Work instruction :: Write the entries below out again in full. Match every character.

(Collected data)
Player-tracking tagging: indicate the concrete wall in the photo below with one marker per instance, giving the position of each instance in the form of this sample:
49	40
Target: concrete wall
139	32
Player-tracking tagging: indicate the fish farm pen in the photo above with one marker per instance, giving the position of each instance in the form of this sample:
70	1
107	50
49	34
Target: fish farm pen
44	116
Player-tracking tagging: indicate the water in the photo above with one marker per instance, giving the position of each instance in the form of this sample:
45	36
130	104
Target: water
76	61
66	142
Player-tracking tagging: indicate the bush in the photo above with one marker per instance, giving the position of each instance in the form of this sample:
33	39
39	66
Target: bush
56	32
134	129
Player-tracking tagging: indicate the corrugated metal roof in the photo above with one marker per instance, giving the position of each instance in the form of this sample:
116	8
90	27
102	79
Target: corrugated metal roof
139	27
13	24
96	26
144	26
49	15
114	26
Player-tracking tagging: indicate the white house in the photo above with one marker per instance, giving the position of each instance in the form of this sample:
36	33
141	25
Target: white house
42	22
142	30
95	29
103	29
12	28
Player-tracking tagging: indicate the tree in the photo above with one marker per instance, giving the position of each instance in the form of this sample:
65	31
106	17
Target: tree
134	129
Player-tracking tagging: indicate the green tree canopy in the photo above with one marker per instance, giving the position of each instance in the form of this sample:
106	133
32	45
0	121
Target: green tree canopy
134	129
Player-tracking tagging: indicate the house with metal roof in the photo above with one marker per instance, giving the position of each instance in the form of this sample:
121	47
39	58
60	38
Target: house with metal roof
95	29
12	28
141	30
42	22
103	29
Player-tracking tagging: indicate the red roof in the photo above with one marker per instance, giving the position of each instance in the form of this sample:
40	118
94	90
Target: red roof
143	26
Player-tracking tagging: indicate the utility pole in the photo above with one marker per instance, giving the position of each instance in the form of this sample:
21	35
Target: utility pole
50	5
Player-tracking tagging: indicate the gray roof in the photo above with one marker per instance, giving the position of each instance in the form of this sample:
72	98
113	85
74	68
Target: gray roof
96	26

Answer section ::
Player-tracking tagging: indicate the concrete wall in the photo below with one marker per instance, giving the position of each instance in the form of this sample:
49	40
Target: concrete wall
139	32
Player-tracking tagging: indicate the fish farm pen in the photo above with one marker per instance, giving the position of each instance in the form of this sample:
70	1
107	50
49	34
Target: fish farm pen
44	116
Player-tracking tagging: indicate the water in the photo above with one marker per instance, giving the position of each instance in the form of this sample:
45	36
130	104
Target: water
76	61
66	142
Player-tracking tagging: indicate the bush in the photo above with one marker per instance, giving the position of each instance in the form of this sample:
33	39
39	66
Target: bush
56	32
134	129
Player-tracking tagging: indicate the corrugated metal roof in the photo above with one marker per instance, giving the position of each instance in the form of this sample:
116	8
90	27
102	79
Target: corrugated metal roof
139	27
13	24
96	26
144	26
49	15
114	26
Player-tracking tagging: indicate the white house in the photo above with one marker per instance, giving the position of each instance in the form of this sample:
36	33
141	25
Target: white house
42	22
142	30
95	29
103	29
12	28
Player-tracking tagging: indicate the tree in the photo above with one marker per instance, giving the position of each instance in the form of this sample:
65	31
106	17
Target: tree
134	129
Player-tracking tagging: indicate the green tree canopy in the photo above with one marker per instance, giving the position of each instance in the form of this sample:
106	133
32	45
0	121
Target: green tree canopy
134	129
Player-tracking tagging: indicate the house with metal roof in the photo above with one marker per instance, giving the position of each instance in the form of this sample:
121	47
39	58
60	38
Target: house with metal roof
95	29
12	28
141	30
42	22
103	29
Player-tracking tagging: indicate the red roof in the photo above with one marker per instance, giving the position of each instance in the form of this sample:
40	118
94	90
Target: red roof
143	26
Player-tracking tagging: indicate the utility pole in the photo above with one marker per instance, giving the position of each instance in the form of this sample:
21	35
Target: utility pole
50	5
Player-tracking tagging: indicate the gray roof in the photo above with one marker per instance, giving the position of each instance in the form of this sample:
72	98
113	85
74	68
Target: gray roof
96	26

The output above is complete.